— WHAT YOU SHOULD DO —
If a line in the records below contains the word "pillar", copy it.

-*-

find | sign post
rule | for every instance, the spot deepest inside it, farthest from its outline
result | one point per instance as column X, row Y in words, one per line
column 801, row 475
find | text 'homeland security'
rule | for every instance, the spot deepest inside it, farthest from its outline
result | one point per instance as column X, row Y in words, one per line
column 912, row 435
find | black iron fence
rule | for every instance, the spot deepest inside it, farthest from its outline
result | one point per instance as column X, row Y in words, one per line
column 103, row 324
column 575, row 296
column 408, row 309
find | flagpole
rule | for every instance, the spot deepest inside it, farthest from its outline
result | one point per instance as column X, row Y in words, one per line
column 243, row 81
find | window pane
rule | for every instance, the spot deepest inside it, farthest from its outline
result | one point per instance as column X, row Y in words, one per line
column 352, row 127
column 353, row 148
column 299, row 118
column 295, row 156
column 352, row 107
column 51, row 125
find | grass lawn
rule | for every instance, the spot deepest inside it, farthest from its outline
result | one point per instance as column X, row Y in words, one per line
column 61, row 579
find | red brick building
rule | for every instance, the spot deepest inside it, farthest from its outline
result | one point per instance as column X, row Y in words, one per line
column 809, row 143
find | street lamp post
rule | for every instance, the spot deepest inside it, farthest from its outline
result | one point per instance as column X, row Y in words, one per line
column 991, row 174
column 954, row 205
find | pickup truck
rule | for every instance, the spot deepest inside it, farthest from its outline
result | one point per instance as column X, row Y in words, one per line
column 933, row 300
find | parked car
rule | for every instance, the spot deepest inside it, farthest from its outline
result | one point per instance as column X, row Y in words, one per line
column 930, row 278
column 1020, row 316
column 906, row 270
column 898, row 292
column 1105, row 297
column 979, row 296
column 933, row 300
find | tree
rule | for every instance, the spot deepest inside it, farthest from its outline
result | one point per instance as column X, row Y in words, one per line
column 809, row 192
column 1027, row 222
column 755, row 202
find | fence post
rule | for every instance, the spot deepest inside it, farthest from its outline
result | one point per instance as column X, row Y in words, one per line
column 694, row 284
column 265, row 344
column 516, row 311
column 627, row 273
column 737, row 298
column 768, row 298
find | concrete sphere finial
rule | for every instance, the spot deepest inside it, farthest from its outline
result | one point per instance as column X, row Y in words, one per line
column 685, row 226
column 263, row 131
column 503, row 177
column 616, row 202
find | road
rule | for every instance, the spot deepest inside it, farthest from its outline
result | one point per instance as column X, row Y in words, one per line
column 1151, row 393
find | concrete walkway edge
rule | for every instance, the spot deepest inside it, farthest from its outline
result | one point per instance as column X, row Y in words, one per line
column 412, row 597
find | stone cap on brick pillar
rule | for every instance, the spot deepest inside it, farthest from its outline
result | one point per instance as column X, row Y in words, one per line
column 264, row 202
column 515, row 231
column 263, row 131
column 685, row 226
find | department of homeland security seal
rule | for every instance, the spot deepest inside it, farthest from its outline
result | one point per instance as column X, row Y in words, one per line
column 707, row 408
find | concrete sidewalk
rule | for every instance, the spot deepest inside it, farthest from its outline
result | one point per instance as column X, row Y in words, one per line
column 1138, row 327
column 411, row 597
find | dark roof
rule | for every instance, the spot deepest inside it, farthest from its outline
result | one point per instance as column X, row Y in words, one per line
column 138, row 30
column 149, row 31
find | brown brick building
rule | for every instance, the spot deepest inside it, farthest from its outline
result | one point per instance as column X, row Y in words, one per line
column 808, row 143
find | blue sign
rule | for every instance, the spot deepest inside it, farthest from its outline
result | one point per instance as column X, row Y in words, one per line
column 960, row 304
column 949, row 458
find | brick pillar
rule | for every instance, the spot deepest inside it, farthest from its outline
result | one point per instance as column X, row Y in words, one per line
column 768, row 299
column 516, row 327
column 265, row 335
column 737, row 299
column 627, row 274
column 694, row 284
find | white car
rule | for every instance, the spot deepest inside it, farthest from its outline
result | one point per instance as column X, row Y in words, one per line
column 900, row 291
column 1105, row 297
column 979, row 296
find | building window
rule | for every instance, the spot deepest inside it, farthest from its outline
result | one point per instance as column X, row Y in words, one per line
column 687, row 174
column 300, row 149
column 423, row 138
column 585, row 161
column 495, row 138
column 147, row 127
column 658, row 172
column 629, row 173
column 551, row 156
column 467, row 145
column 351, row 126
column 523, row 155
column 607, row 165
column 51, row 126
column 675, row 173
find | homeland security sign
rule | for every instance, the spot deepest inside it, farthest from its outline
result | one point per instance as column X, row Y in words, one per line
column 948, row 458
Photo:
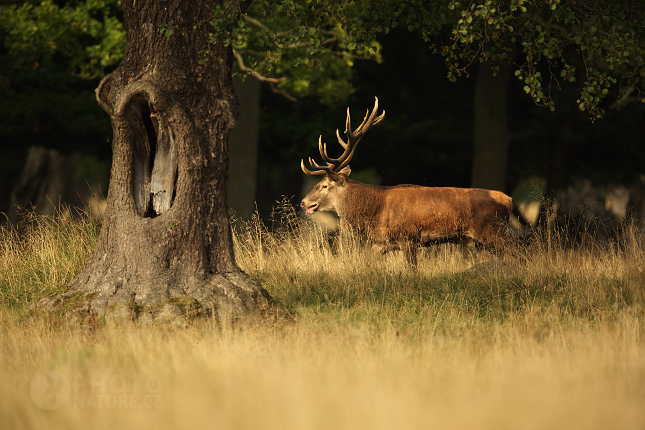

-*-

— TASK SOLUTION —
find | stone cap on brick pillar
find | brick pillar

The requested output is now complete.